__Data for this exercise__
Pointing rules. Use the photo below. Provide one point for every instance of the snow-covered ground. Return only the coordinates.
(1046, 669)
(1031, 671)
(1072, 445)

...

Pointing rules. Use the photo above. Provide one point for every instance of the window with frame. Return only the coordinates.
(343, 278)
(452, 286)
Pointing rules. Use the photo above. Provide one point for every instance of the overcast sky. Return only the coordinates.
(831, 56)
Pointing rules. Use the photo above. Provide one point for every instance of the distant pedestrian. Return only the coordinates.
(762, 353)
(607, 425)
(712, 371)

__Exercise brief__
Copy out the material beginning with the line containing "Pointing rules. Use the photo below." and ending with the line containing "(1072, 445)", both included, with no changes.

__Solution below__
Pointing rules. Use the photo below. Provide one point for every instance of the snow-covered ground. Return only the coordinates.
(1046, 669)
(1031, 671)
(1072, 445)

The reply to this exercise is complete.